=== Begin Enclosure ===
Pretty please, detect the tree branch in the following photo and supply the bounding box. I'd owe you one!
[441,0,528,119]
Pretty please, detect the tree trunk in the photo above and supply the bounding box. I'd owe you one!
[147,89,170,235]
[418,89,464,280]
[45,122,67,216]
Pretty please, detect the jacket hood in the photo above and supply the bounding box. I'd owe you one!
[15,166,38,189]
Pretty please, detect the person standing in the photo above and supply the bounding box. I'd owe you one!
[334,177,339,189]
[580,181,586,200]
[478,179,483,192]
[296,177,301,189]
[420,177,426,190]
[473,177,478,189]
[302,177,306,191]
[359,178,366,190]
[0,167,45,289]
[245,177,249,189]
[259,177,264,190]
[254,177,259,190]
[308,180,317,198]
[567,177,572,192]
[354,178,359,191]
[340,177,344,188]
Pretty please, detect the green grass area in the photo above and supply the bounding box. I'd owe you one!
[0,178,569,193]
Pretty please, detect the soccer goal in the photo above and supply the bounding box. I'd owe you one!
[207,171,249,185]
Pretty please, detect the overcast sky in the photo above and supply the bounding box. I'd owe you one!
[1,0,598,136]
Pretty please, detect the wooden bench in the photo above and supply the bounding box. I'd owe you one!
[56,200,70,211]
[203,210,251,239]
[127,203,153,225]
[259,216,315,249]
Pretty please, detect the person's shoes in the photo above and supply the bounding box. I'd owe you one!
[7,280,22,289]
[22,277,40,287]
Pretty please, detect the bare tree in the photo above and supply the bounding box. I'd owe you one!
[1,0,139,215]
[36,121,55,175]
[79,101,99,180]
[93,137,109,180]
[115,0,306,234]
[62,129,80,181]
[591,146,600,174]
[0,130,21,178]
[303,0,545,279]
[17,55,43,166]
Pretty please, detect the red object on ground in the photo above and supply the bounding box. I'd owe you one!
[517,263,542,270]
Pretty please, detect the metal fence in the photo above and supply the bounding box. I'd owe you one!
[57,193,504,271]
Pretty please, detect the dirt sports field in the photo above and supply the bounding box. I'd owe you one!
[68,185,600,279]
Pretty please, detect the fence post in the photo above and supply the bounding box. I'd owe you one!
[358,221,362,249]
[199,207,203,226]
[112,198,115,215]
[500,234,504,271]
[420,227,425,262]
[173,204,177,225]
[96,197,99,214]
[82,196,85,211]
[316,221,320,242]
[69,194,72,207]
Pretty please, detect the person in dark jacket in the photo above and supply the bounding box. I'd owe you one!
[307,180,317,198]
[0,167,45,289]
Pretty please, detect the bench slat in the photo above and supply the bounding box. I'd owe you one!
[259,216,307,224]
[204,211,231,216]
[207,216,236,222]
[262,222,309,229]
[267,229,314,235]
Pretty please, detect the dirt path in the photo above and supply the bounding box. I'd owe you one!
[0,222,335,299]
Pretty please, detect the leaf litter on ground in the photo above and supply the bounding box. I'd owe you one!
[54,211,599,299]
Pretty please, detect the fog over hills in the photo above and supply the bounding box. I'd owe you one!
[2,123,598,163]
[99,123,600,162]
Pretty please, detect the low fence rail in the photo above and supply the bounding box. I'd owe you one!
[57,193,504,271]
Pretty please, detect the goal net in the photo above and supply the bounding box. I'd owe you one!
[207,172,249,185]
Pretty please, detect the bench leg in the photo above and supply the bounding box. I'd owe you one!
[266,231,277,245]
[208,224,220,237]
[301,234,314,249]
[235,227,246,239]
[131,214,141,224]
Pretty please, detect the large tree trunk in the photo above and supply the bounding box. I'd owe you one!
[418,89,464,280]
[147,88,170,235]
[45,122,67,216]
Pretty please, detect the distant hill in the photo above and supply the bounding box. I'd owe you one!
=== End Enclosure ===
- [What the exercise asks] Could you set down exactly the lines above, from the one containing "Pretty please, detect the fog" through the last, including both and nothing else?

- [Answer section]
Pretty please, detect the fog over hills in the photo above and supply the bounding box. I'd owe you one!
[2,123,598,163]
[99,123,600,162]
Pretty please, detect the low fence rail in the photo above and supply the bounding box. I'd owe you one!
[57,193,504,271]
Pretty please, detect the goal net in the photo above and supply the bounding box. I'd owe you one!
[207,172,249,185]
Pretty please, detect the bench leg in the photo above and supply the bounding box. I'd owe you one!
[266,231,277,245]
[208,224,220,237]
[301,234,314,249]
[235,227,246,239]
[131,214,141,224]
Pretty please, detect the large tree trunk in the photo above and supply the bounding box. I'd owe you one!
[418,89,464,280]
[147,88,170,235]
[45,122,67,216]
Pretty please, detect the distant hill in the photo above and supply the bounding box. I'd owe you one!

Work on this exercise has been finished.